EXERCISE DATA:
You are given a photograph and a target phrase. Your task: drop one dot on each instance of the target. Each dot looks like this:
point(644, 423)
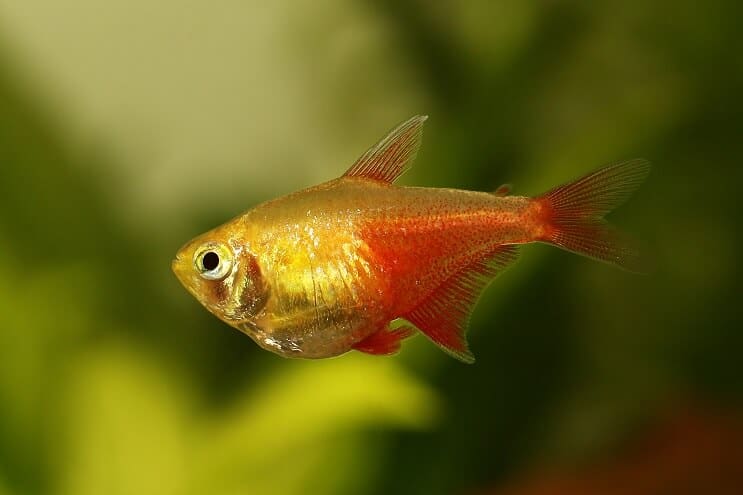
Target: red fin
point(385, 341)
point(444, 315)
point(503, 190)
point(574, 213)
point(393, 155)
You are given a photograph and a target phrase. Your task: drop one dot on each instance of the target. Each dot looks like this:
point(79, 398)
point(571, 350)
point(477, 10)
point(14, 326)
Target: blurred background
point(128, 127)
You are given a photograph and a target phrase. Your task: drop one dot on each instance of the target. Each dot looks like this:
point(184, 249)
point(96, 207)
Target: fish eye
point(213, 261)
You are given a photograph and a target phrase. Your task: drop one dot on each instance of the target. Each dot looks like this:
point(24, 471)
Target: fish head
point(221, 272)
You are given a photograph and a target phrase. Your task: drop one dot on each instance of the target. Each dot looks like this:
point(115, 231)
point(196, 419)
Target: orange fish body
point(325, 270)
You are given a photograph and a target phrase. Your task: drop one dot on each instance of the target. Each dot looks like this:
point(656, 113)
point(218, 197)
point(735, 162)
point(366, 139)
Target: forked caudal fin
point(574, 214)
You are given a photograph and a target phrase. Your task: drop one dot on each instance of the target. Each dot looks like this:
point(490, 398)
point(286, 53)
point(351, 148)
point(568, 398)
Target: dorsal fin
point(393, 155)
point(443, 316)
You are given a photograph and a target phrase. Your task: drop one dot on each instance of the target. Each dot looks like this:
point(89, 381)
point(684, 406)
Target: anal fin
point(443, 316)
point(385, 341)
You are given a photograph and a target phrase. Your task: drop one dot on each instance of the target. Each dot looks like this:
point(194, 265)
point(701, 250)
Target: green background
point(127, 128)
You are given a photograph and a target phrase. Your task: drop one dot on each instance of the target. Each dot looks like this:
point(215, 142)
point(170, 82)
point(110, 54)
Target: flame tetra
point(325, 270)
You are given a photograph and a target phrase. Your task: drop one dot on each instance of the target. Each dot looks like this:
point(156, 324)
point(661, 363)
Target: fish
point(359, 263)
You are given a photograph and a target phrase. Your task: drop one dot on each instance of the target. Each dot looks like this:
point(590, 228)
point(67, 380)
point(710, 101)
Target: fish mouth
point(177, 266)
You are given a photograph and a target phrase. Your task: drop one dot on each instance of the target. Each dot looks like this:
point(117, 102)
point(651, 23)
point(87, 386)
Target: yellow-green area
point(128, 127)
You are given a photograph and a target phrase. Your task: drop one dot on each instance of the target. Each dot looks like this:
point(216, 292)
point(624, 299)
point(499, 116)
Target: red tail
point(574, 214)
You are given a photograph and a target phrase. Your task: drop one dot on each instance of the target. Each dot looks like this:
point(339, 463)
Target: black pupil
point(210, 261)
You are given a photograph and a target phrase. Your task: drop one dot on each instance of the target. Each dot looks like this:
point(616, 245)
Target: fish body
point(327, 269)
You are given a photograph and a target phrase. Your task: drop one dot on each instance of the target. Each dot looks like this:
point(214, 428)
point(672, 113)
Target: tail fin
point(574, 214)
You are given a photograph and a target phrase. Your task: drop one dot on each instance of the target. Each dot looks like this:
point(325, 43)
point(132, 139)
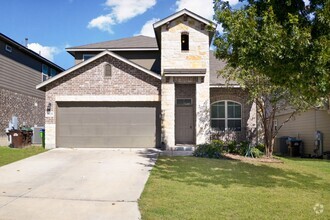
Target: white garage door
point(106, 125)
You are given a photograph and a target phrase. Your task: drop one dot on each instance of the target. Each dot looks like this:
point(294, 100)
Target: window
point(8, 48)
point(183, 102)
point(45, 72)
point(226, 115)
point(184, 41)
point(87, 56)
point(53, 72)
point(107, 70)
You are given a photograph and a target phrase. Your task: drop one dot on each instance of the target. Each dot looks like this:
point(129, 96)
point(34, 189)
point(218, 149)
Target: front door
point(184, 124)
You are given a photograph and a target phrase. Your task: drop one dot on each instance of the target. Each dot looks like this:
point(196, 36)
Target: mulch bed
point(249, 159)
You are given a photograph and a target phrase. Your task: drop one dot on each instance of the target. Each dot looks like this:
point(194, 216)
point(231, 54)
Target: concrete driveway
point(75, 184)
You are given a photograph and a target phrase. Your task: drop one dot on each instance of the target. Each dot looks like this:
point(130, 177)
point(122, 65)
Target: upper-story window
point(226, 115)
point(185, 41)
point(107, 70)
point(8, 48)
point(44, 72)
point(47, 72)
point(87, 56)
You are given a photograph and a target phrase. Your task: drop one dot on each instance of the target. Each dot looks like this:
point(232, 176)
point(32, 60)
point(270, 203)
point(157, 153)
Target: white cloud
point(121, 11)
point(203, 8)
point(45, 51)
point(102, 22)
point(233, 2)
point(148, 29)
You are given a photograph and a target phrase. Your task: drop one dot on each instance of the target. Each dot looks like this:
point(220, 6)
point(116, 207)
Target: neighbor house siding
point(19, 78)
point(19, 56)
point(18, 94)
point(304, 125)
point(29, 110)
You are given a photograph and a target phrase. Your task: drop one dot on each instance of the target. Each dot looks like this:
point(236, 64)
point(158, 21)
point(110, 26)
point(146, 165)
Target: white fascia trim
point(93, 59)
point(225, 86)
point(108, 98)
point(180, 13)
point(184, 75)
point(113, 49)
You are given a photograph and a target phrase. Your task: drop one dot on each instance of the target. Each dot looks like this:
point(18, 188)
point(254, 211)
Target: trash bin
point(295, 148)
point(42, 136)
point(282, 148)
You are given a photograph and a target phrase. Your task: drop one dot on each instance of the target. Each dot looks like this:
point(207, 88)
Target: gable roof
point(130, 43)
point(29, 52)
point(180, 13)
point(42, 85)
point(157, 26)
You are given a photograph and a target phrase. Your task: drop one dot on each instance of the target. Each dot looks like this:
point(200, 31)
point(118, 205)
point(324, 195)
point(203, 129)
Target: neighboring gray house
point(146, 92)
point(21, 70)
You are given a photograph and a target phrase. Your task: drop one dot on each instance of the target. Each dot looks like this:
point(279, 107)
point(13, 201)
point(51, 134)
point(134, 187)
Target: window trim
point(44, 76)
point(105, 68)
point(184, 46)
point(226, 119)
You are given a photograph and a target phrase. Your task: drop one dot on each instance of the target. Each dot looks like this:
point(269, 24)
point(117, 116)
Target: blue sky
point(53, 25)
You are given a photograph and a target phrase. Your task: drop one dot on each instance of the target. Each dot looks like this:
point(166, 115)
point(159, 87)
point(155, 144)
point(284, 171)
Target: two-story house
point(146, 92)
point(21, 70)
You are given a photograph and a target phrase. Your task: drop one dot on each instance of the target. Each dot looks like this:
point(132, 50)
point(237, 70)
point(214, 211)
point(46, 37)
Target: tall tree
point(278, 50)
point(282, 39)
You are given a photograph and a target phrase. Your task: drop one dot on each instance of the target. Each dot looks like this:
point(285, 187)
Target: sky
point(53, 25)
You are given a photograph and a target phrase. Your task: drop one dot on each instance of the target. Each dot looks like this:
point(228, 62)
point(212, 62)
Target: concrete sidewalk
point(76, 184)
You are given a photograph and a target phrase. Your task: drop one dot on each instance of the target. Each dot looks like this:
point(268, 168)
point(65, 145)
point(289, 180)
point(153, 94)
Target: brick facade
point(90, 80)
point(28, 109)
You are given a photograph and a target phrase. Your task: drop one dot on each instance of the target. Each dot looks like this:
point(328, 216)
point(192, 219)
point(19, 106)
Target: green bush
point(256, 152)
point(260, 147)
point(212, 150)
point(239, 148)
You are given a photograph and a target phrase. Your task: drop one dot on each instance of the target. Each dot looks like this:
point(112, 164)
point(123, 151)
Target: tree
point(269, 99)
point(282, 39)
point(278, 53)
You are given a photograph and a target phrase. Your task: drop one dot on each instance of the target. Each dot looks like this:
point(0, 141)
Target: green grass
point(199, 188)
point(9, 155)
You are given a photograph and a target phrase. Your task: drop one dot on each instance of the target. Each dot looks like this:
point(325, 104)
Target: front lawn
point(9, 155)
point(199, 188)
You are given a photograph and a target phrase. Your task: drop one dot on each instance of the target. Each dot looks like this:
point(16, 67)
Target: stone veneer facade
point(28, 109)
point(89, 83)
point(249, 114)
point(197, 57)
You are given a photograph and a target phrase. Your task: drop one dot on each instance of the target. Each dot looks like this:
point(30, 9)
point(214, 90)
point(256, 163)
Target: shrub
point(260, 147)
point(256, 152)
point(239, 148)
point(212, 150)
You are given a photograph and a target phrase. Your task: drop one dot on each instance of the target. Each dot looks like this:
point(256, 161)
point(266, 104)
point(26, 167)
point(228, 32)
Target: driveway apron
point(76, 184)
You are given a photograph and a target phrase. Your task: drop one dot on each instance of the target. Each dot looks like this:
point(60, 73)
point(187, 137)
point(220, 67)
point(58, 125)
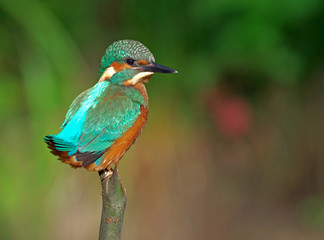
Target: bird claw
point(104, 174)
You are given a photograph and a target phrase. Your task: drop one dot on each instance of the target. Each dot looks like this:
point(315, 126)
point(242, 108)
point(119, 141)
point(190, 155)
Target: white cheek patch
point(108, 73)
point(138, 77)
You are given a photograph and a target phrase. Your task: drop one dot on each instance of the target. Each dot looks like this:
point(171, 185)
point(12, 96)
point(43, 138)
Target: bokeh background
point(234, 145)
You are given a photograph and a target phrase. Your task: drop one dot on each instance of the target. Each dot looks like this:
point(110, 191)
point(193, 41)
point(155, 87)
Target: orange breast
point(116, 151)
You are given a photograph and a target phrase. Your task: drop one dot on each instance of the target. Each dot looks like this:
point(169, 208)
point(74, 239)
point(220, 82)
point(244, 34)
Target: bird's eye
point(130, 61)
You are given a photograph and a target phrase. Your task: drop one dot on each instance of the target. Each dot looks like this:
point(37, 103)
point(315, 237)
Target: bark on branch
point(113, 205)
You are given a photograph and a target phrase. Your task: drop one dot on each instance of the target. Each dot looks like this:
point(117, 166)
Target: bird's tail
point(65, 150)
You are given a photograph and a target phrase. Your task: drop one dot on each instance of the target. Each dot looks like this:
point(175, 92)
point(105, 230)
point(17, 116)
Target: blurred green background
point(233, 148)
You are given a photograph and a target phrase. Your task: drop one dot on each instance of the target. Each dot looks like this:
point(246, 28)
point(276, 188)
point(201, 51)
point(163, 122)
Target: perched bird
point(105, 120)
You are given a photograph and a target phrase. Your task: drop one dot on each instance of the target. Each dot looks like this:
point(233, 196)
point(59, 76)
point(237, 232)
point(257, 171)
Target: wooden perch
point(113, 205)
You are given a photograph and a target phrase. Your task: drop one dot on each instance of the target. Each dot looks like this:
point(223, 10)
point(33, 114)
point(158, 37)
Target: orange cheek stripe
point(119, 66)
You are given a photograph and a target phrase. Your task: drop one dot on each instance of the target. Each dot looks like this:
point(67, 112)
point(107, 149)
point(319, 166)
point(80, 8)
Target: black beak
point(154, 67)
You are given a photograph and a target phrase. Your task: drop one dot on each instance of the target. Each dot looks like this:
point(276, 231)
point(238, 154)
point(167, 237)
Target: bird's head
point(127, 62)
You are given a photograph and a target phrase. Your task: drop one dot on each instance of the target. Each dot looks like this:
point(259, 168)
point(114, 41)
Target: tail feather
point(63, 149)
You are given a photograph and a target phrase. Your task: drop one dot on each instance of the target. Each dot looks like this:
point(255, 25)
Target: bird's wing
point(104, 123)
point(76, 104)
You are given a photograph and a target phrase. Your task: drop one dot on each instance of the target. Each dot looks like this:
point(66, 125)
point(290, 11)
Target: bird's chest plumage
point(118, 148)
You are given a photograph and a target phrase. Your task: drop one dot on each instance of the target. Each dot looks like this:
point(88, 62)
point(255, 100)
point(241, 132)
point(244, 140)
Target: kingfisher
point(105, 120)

--

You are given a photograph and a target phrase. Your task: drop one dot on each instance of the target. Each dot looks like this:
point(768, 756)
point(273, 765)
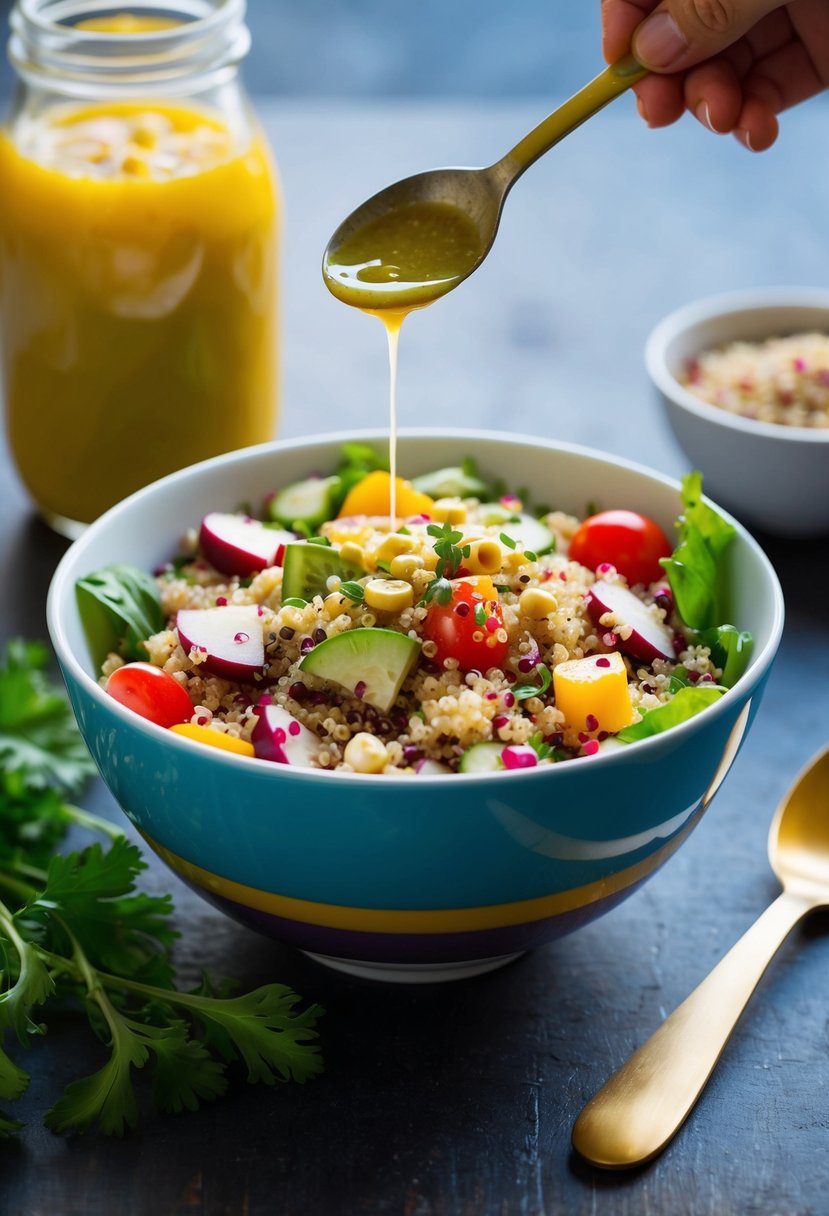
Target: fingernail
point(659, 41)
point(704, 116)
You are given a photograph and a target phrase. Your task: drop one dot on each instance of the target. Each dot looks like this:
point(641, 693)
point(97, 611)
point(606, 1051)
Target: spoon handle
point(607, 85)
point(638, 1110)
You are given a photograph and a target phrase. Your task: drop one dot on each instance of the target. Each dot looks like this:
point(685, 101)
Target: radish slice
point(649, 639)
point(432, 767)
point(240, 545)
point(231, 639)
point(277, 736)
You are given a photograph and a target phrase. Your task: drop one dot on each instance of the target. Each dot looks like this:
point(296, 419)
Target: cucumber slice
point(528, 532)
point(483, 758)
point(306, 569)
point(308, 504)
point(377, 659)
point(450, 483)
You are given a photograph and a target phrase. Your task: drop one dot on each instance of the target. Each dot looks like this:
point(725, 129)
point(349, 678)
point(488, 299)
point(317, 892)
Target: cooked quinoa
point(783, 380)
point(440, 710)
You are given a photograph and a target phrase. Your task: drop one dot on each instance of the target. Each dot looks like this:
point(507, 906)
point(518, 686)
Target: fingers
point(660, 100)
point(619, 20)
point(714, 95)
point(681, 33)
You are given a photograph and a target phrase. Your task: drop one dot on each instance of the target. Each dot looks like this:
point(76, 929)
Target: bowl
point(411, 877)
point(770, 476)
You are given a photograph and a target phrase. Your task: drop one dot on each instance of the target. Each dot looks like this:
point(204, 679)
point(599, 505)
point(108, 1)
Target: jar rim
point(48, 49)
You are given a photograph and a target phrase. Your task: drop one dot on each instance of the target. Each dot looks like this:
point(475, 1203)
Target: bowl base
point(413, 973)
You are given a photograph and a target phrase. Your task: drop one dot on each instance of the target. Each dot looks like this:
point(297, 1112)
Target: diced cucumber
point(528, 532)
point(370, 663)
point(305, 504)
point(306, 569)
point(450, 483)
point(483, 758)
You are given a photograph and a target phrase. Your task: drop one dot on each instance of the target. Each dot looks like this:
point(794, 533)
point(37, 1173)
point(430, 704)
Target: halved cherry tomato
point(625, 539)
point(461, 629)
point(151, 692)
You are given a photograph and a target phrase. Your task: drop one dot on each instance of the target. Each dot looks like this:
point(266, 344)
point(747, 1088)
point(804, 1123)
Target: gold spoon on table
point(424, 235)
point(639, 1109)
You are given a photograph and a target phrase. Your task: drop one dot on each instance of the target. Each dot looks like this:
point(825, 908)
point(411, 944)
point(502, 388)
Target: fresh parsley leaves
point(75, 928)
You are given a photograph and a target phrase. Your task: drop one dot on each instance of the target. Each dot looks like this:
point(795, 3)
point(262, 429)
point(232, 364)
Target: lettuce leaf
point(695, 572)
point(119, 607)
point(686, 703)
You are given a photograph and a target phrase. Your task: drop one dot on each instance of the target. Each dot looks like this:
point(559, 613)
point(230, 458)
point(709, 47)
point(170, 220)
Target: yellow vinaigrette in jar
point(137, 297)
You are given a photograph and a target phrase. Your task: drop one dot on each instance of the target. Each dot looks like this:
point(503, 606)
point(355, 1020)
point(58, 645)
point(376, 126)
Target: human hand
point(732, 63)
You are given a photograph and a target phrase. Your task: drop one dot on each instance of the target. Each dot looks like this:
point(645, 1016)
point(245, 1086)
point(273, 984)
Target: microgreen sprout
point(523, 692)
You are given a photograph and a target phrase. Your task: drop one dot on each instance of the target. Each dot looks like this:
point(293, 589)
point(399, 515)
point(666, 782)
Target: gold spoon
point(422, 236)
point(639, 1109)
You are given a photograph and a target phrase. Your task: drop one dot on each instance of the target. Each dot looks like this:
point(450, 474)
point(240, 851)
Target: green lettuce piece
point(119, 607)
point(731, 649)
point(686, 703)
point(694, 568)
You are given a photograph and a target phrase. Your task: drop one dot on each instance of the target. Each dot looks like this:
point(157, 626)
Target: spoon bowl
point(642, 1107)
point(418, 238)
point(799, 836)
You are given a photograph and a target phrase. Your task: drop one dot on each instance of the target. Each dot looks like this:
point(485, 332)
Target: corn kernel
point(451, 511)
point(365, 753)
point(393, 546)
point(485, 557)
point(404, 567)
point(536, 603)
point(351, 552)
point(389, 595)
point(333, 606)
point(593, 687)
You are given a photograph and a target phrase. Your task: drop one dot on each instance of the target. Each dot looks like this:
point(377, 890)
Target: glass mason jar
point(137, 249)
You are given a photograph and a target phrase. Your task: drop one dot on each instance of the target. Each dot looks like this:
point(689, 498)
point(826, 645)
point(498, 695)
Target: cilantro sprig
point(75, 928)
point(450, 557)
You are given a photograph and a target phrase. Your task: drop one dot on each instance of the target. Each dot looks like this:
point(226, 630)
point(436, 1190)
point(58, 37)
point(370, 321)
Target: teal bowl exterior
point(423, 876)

==

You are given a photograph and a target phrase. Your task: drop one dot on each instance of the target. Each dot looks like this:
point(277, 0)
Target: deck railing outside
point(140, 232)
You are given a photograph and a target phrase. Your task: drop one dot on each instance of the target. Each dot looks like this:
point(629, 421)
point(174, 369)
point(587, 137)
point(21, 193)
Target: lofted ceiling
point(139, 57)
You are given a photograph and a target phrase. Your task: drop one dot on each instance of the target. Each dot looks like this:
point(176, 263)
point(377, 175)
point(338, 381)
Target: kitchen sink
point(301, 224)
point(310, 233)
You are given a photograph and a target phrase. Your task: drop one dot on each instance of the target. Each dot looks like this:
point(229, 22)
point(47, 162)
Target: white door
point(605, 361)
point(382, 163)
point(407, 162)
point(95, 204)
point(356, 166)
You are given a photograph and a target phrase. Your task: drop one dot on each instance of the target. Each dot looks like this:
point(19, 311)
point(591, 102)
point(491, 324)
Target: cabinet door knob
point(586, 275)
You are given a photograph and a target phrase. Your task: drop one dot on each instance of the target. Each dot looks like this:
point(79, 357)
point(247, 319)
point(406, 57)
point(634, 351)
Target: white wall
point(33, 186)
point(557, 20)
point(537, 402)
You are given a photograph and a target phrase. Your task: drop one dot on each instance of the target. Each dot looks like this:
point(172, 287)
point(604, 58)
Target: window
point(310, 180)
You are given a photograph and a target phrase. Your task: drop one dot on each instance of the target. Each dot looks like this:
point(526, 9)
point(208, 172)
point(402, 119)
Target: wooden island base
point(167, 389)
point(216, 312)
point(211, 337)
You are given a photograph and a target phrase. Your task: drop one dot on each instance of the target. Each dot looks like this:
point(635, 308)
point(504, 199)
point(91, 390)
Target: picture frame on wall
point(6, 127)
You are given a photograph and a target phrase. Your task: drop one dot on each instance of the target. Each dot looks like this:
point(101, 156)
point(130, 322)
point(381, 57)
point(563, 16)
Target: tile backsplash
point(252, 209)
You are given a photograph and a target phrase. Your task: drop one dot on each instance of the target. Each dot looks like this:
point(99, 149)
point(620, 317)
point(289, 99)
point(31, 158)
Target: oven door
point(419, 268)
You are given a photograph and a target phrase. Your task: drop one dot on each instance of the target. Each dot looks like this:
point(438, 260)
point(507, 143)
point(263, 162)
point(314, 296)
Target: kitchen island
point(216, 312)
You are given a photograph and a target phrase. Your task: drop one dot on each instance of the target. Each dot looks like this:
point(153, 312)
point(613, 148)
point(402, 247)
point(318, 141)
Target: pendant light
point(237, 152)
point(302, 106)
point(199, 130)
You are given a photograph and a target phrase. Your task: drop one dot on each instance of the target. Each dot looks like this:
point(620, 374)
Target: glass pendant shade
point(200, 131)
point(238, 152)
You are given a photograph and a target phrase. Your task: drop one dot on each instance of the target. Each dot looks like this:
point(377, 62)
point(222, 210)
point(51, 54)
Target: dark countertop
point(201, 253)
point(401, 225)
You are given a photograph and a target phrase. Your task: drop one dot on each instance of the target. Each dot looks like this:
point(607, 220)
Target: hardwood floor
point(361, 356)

TASK STATEMENT: Would you print exactly the lines in the listing above, from the line bearing "point(16, 67)" through the line bearing "point(119, 141)", leaving out all pictures?

EXERCISE RESULT:
point(16, 67)
Target: stone veneer facade
point(28, 109)
point(89, 83)
point(249, 114)
point(197, 57)
You are given a photograph and a target phrase. Your task: drop one dot on each instance of the target. Each dot looks like this:
point(30, 9)
point(214, 90)
point(256, 163)
Target: shrub
point(260, 147)
point(256, 152)
point(239, 148)
point(212, 150)
You are given a photograph and a target phrase. Your task: drop one dot on each instance of the target. Each dot looks like this:
point(256, 161)
point(266, 104)
point(26, 167)
point(228, 32)
Target: driveway apron
point(76, 184)
You are given a photograph and a target phrase. Your task: drop one dot on each instance of the target. Each dot looks like this:
point(60, 73)
point(187, 137)
point(220, 67)
point(58, 125)
Target: bird claw
point(104, 174)
You are given a photograph and a target phrase. Your task: drop one dot on each instance of the target. Each dot looks like this:
point(315, 126)
point(242, 108)
point(119, 141)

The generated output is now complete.